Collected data
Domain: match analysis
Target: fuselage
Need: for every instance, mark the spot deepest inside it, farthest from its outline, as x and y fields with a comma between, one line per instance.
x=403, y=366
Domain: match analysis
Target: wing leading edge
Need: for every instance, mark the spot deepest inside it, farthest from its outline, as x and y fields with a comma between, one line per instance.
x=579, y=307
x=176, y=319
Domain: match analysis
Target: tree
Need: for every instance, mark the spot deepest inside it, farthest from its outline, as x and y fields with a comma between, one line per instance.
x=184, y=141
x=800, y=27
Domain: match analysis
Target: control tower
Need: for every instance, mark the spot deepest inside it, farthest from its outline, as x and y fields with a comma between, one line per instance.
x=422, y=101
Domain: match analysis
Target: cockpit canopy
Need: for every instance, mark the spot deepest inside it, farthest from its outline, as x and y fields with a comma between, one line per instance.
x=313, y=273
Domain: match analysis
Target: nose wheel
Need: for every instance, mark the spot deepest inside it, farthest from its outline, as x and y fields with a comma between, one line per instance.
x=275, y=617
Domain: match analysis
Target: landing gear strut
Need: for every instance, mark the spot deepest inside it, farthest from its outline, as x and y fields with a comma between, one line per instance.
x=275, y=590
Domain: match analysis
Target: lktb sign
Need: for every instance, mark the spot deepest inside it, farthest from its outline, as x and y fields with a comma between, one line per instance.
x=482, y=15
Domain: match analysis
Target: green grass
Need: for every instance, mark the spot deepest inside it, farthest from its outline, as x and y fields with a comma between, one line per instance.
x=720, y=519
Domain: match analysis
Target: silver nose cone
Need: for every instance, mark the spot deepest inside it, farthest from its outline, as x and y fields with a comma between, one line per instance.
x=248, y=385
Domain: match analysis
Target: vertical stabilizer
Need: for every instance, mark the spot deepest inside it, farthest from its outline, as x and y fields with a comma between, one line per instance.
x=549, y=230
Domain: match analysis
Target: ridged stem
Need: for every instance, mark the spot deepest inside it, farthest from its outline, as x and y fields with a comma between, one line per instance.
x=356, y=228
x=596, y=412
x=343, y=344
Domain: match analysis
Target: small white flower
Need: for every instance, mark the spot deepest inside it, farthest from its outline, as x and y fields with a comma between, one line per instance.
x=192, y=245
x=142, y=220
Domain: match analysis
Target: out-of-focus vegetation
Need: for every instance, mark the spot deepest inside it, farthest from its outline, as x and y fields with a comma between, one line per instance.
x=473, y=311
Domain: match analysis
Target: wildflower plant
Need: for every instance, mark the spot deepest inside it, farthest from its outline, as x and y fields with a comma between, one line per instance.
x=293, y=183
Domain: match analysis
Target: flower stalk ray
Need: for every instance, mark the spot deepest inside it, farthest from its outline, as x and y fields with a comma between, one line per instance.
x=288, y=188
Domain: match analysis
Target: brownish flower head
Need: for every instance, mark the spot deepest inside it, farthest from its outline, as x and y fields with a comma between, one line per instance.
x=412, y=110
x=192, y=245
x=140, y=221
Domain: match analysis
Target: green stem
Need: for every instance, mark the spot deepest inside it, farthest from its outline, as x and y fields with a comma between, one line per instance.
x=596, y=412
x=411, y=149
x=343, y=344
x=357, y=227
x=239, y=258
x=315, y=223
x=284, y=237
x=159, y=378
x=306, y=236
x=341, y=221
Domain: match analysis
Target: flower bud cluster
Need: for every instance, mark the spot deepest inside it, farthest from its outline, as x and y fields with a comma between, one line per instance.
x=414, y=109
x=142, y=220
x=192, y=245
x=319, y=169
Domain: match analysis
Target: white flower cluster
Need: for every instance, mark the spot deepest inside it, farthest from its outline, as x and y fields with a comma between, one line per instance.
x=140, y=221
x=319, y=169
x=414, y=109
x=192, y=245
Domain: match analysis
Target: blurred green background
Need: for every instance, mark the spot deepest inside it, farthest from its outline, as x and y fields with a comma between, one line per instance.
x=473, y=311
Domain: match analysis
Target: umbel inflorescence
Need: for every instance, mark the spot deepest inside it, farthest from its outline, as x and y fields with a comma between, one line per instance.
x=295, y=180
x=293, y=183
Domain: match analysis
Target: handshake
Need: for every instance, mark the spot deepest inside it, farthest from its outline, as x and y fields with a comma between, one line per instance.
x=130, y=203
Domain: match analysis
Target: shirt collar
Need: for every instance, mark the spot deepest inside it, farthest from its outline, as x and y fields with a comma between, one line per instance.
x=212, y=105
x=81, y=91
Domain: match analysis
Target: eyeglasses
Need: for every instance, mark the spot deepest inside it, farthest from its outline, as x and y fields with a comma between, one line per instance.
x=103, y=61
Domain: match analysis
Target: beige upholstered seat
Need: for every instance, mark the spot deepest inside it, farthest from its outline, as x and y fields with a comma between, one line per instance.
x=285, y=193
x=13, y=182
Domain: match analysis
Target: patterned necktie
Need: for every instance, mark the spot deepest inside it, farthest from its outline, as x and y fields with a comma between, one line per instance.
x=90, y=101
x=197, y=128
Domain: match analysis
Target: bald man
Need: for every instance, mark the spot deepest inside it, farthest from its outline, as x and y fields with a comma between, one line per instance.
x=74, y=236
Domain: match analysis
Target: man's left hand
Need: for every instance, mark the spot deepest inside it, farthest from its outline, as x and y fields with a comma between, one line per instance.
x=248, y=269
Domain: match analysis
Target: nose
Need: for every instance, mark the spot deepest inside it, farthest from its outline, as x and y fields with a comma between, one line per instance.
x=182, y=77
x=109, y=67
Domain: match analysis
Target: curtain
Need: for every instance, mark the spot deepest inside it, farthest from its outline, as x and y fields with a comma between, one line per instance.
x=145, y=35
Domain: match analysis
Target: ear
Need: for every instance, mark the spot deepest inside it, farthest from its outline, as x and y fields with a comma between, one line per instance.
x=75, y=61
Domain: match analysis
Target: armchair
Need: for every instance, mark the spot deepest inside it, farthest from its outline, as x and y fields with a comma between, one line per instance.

Exercise :: Rescale the lines from the start of the collected data through the line containing "x=176, y=319", both ends included, and give them all again with their requests. Multiply every x and y coordinate in the answers by 0.3 and round each to a whole number, with halves rounded up.

Complete response ::
Domain: match analysis
Target: fuselage
Need: for every instance, mark the spot deepest inside it, farthest from its outline, as x and y fields with a comma between, one line per instance.
x=121, y=110
Domain: match analysis
Target: wing leading edge
Need: for every instance, mark the spot deepest inside it, farthest from its outline, as x and y fields with a comma between, one line per instance.
x=174, y=92
x=53, y=96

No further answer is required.